#### ITEMS
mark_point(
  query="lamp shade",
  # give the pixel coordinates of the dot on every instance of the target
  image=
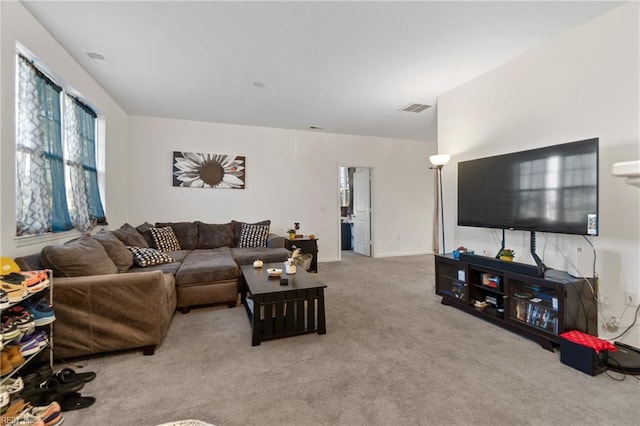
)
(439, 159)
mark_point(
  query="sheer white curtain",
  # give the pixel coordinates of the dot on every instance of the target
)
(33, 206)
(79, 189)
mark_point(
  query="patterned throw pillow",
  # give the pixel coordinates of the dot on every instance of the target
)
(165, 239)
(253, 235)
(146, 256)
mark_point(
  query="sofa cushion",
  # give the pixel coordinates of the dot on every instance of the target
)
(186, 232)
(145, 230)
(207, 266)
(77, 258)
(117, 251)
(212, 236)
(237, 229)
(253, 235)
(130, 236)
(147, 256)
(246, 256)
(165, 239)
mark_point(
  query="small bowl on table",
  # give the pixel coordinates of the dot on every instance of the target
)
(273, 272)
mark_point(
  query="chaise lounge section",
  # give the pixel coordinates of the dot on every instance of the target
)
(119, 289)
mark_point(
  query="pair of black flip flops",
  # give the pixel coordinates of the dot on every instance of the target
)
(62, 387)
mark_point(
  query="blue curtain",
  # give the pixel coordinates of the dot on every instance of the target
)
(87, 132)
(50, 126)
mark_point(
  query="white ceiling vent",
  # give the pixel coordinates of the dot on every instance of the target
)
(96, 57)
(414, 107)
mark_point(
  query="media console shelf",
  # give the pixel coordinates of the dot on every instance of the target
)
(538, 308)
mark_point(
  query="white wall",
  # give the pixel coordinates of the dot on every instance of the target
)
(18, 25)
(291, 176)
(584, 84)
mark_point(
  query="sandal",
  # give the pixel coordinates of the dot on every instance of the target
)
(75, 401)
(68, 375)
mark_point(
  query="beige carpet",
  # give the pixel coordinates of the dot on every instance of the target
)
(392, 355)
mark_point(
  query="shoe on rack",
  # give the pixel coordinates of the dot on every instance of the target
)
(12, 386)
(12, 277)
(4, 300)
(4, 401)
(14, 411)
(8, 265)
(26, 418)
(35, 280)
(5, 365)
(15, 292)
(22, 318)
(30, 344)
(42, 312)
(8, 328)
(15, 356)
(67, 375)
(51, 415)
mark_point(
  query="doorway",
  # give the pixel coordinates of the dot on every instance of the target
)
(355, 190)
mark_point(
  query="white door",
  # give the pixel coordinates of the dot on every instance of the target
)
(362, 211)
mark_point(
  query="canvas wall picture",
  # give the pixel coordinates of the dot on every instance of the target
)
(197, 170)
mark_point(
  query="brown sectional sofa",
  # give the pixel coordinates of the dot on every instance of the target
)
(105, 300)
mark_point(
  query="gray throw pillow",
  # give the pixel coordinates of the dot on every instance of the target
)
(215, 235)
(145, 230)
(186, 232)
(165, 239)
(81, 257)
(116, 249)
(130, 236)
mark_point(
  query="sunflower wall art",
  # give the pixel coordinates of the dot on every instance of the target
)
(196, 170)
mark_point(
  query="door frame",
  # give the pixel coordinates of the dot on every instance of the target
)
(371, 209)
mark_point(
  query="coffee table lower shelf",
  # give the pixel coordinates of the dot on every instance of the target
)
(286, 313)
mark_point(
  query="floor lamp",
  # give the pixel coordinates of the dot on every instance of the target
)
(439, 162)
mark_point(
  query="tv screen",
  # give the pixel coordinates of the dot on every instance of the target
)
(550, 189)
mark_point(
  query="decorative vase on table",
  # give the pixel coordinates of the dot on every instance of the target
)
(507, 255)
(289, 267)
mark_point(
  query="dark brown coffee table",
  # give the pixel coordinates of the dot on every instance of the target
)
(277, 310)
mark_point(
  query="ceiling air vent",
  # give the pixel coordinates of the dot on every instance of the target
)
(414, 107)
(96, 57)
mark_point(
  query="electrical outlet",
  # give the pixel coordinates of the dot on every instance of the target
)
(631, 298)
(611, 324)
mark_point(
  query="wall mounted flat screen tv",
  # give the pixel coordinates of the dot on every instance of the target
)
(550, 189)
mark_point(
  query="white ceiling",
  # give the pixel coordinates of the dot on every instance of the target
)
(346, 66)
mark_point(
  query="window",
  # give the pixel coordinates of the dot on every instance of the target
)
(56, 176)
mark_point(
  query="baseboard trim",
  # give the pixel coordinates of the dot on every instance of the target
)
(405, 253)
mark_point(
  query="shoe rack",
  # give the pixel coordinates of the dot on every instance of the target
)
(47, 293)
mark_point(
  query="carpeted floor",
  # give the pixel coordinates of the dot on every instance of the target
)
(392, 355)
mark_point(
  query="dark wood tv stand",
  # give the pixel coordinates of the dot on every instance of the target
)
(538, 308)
...
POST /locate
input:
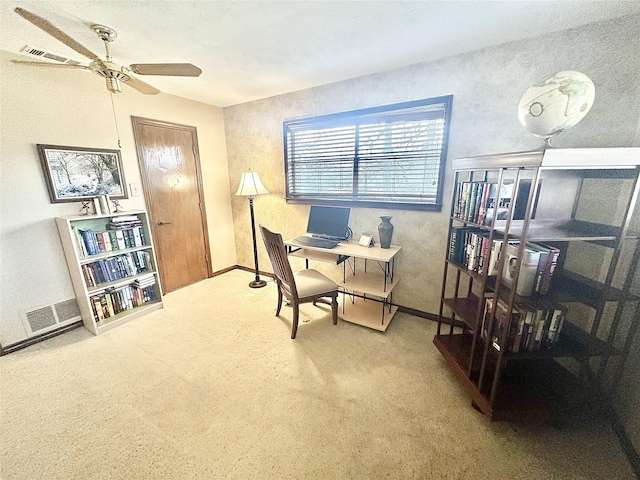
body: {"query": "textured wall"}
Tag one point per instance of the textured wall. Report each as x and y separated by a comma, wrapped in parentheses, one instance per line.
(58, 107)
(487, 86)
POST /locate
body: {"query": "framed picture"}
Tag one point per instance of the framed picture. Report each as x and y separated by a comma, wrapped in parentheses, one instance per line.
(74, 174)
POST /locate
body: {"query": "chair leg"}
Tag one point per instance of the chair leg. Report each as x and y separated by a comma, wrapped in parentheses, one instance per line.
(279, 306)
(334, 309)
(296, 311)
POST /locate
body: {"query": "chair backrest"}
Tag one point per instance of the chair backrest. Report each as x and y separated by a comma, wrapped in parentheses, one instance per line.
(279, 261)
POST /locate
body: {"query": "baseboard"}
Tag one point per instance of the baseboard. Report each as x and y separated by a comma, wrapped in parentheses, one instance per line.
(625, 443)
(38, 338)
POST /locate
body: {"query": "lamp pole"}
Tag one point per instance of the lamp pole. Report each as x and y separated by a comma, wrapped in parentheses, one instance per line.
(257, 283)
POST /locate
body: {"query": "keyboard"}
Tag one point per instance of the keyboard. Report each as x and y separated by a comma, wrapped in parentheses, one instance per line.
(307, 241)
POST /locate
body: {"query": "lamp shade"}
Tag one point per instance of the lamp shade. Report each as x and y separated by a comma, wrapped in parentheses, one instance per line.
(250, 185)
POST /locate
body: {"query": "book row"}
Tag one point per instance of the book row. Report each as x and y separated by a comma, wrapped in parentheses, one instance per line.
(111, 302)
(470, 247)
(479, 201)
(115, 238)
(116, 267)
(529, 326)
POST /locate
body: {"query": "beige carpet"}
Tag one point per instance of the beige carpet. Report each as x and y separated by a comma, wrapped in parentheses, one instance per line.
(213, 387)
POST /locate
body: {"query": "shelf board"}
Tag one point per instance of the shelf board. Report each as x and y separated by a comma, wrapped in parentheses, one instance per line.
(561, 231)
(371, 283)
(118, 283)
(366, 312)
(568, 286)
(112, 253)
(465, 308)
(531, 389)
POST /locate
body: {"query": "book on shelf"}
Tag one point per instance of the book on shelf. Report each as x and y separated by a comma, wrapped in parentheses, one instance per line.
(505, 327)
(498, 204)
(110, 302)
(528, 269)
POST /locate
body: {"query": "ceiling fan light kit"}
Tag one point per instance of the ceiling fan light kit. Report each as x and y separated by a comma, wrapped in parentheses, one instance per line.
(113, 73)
==
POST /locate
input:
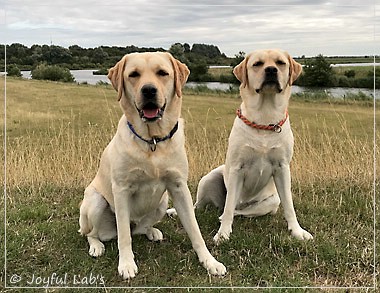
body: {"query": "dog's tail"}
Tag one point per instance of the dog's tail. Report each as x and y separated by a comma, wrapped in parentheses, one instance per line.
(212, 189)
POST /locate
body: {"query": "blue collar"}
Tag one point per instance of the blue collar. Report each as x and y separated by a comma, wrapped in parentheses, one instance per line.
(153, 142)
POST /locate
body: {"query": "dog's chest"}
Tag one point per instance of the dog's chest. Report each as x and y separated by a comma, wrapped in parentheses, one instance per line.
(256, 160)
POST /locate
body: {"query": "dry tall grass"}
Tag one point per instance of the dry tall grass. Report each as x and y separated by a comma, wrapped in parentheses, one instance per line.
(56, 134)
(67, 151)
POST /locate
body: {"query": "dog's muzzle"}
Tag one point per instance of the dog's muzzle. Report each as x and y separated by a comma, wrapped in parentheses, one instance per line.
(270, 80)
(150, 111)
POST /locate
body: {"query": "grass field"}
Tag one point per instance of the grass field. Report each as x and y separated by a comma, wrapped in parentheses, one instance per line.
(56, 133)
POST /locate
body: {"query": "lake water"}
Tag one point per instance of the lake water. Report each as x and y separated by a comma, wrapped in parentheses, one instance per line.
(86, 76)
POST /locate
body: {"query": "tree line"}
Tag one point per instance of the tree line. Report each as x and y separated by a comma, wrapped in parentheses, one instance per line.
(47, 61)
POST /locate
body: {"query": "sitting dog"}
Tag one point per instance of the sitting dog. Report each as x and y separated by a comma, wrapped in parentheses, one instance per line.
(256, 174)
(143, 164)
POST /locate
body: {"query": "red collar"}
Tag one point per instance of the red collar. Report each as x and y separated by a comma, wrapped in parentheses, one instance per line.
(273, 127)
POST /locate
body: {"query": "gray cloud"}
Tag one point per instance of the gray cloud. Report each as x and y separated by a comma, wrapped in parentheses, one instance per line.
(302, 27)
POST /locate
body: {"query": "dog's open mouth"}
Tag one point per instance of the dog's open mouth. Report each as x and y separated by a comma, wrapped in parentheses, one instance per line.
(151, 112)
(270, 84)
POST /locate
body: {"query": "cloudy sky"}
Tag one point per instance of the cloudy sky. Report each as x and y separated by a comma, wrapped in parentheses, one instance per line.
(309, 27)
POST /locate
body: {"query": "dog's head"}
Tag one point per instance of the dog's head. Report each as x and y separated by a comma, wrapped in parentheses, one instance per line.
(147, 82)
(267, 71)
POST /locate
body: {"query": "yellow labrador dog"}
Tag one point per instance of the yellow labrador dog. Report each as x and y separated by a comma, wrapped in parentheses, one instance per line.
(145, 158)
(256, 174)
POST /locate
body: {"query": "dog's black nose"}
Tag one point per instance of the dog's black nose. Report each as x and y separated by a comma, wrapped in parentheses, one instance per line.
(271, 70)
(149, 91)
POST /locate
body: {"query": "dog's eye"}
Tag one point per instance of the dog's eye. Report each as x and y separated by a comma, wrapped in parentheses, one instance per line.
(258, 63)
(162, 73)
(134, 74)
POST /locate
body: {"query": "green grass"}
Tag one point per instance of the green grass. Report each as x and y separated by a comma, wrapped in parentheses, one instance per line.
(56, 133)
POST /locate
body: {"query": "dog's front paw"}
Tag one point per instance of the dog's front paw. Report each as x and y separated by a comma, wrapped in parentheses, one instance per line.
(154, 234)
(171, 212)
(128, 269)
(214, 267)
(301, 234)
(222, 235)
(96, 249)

#### PROBLEM REQUIREMENTS
Identify each line in the data above that contains the string "field", and copy those lines in full.

#### OUTPUT OF THE EXERCISE
body: {"query": "grass field"}
Tag one point per instance of the grass field. Report each as x and y separated by a comma, wrapped in parentheses, one instance per line.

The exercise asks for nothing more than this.